Update the records below by replacing "set down one marker" with "place a single point" and leaving everything else unchanged. Leave the pictures out of your answer.

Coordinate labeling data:
::::::::

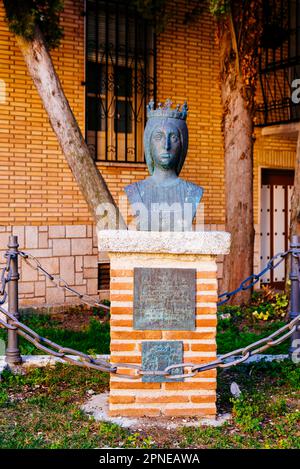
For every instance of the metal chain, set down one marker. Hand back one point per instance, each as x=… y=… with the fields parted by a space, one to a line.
x=254 y=278
x=35 y=264
x=5 y=277
x=85 y=360
x=81 y=359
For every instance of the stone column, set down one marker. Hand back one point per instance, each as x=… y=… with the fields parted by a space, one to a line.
x=180 y=327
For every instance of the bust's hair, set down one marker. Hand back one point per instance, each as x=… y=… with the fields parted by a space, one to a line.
x=153 y=124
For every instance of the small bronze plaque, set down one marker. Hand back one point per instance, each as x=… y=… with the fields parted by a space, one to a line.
x=164 y=299
x=156 y=356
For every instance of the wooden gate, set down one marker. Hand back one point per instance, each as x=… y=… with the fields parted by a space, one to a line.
x=276 y=190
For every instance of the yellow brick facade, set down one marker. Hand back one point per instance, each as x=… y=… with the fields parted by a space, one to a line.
x=36 y=184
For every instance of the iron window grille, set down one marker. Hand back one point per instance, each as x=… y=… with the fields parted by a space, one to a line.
x=279 y=63
x=103 y=276
x=120 y=80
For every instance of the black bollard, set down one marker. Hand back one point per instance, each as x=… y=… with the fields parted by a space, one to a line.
x=295 y=291
x=13 y=356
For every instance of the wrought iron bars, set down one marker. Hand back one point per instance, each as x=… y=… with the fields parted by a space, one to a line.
x=120 y=79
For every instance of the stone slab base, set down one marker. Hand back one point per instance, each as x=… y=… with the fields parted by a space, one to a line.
x=194 y=397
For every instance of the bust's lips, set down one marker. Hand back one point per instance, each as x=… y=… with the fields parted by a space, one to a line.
x=165 y=155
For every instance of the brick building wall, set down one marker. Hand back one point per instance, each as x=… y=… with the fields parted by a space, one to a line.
x=36 y=185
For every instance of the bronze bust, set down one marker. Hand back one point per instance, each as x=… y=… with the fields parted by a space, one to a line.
x=163 y=201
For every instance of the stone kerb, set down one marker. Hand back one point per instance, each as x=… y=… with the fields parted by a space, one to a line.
x=133 y=256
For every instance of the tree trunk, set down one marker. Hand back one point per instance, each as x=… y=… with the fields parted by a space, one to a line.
x=69 y=136
x=238 y=104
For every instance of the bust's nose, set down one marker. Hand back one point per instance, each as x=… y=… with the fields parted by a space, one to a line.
x=168 y=141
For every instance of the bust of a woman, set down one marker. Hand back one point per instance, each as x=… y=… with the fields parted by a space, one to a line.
x=164 y=201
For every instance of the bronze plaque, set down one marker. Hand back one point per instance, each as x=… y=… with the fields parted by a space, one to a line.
x=164 y=299
x=156 y=356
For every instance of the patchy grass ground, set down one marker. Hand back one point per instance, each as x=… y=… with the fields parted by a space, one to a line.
x=42 y=410
x=89 y=332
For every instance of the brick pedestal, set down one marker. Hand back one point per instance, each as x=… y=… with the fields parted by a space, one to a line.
x=129 y=250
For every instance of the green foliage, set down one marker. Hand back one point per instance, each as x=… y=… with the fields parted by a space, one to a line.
x=219 y=8
x=246 y=412
x=23 y=16
x=268 y=305
x=3 y=398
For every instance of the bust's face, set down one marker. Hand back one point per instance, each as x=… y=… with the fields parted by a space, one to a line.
x=165 y=146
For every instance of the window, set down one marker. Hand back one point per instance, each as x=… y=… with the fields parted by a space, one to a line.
x=279 y=63
x=120 y=80
x=103 y=275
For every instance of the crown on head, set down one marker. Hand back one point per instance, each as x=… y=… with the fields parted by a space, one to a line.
x=167 y=111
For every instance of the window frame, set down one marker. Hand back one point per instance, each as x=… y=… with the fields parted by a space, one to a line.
x=108 y=146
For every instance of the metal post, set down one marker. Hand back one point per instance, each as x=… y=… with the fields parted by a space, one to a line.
x=295 y=290
x=13 y=356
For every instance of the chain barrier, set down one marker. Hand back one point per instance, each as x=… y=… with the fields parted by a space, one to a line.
x=243 y=286
x=78 y=358
x=59 y=282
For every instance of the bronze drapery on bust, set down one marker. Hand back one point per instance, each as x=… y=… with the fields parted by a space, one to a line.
x=164 y=201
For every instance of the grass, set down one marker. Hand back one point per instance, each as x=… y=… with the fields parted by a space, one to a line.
x=42 y=410
x=92 y=339
x=231 y=336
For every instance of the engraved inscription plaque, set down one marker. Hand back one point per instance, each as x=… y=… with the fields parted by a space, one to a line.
x=164 y=299
x=156 y=356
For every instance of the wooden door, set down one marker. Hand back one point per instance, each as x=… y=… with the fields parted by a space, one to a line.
x=276 y=190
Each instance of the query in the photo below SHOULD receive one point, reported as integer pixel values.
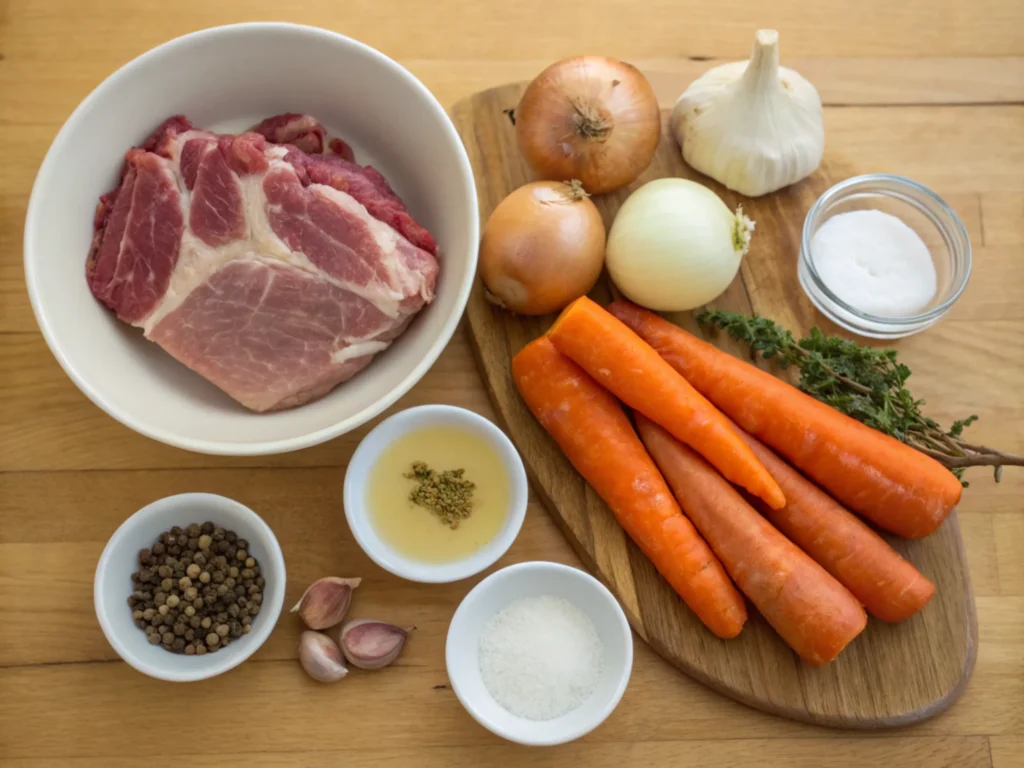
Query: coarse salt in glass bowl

::::::::

▶ _ANSWER TO THIS TASK_
For every instance of the metal chain, place a single point. Hand back one point per instance, each as x=… y=… with the fields parted by a space, one to a line.
x=254 y=278
x=35 y=264
x=5 y=277
x=85 y=360
x=81 y=359
For every instance of the stone column, place a single point. Hand back one point per instance, each as x=… y=… with the fields parted by a space, one to a line.
x=180 y=327
For every instance of the bust's hair, place a single point. Hand back one point per instance, each as x=… y=… with the fields parted by a space, one to a line.
x=153 y=124
For every instance of the small bronze plaque, place a single point. Hand back one point per instance, each as x=… y=… with the fields parted by a space, one to a line.
x=164 y=299
x=156 y=356
For every instance of the wooden gate, place a single point. Hand back one point per instance, each as x=… y=… with the fields parted by a space, one to a line.
x=276 y=190
For every instance of the yellow brick facade, place a single point. Hand back one point per instance, each as x=… y=… with the fields parted by a space, one to a line.
x=36 y=184
For every instance of the iron window grille, place a single point. Hand back one point per instance, each as x=… y=… with the fields parted by a space, one to a line.
x=279 y=63
x=103 y=276
x=120 y=80
For every instance of the black bollard, place a single point. Hand back one point per instance, each as x=… y=… with the fields parted by a space, one to a line.
x=295 y=291
x=13 y=356
For every instance of the wrought iron bars, place a single point. Hand back one point per instance, each as x=… y=… with the fields parted by a space, one to a line.
x=120 y=79
For every instance of the stone slab base, place a single point. Hand back one point per instance, each as x=… y=… with the fields parted by a space, one to a line.
x=194 y=397
For every instance of the bust's lips, place a single point. Hand back one point per instance, each as x=… y=… with the fields parted by a space, one to a line.
x=165 y=155
For every instance of the brick building wall, place a single point. Hand back one point per instance, each as x=… y=… with the fields parted by a space, one to a line.
x=36 y=185
For every instance of the bronze bust, place a single point. Hand back one point per instance, each as x=… y=… with the fields parted by a space, one to a line.
x=163 y=201
For every instance of the stone kerb, place a single point. Hand back one point per instance, each as x=… y=… with the fields parted by a space, one to a line.
x=133 y=256
For every instance of the tree trunk, place a single point. Hand back one point per instance, each as x=… y=… with the fields parted by a space, one to a line.
x=69 y=136
x=238 y=104
For every instance of the bust's nose, place a single point. Hand back one point per instance, each as x=… y=… with the fields parted by a space, one to a line.
x=168 y=141
For every instance of the bust of a woman, place a single point. Hand back one point per instance, each as x=… y=… with the fields parted by a space, one to a line.
x=164 y=201
For every instance of the bronze plaque, place a single point. Hand back one point per instance, each as x=… y=… with the fields parted by a space, one to a line.
x=164 y=299
x=156 y=356
For every instance of the patchy grass ground, place a single point. Hand back one point per instance, each as x=… y=… with the fields parted by a space, one to a line.
x=42 y=410
x=89 y=332
For every instance of the brick pedestal, place a single point. Hand back one point per instance, each as x=… y=… with the fields parted by a space, one to a line.
x=129 y=250
For every instance of the green foliage, place a single point. Hand back one point per instance, each as x=… y=… with the fields parted by a space, one to a line.
x=219 y=8
x=246 y=412
x=23 y=16
x=268 y=305
x=3 y=398
For every instance of the bust's face, place a single point. Hand back one point per instance, each as x=… y=… with the fields parted by a space, one to a line.
x=165 y=146
For every instance of the window, place a single point. Hand back one point per instance, each as x=… y=… with the fields parted by a space, one to a line.
x=279 y=63
x=120 y=80
x=103 y=275
For every instance of the crown on head, place a single point. Hand back one point per instance, each as x=… y=… with the fields parted by a space, one to a line.
x=167 y=111
For every instance of the window frame, place a single point. Hand back one point per instance, each as x=… y=… with the fields parted by a space, one to a line.
x=108 y=146
For every instance of the metal post, place a single point. Hand back one point per instance, each as x=… y=… with the fields parted by a space, one to a line.
x=295 y=290
x=13 y=356
For every instance of the chain barrier, place a single point. Hand back one point per instance, each as x=… y=… with the fields parted by a space, one to a line.
x=243 y=286
x=78 y=358
x=59 y=282
For every instance of the bronze drapery on bust, place a single point. Hand back one point per instance, each as x=… y=… with the fields parted by a space, one to a line.
x=164 y=201
For every instance of the grass, place a single point. Hand back one point per instance, each as x=… y=… with the fields parted by a space, one to a line.
x=42 y=410
x=92 y=339
x=231 y=336
For every instance of the engraved inscription plaque, place a single point. Hand back one point per instance, each as x=… y=… with the fields parted by a space, one to a line.
x=164 y=299
x=156 y=356
For every instance of the wooden door, place a single point. Hand back one point per instance, each as x=… y=… with the fields parted by a space, one to a line.
x=276 y=190
Each instance of the query in the photo below SHOULD receive one point, reported as integer pixel values.
Query: coarse salt in glass bowl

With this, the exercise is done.